- [PROBLEM] All of the entries should be written out again exactly.

- [EXERCISE MATERIAL]
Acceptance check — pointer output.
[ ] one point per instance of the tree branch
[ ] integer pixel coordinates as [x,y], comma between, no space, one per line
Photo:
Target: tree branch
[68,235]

- [YOUR SOLUTION]
Acceptance check — pointer output.
[ ] one point per instance of the tree branch
[ ] integer pixel coordinates as [x,y], comma between, no space, one per line
Photo:
Target: tree branch
[68,235]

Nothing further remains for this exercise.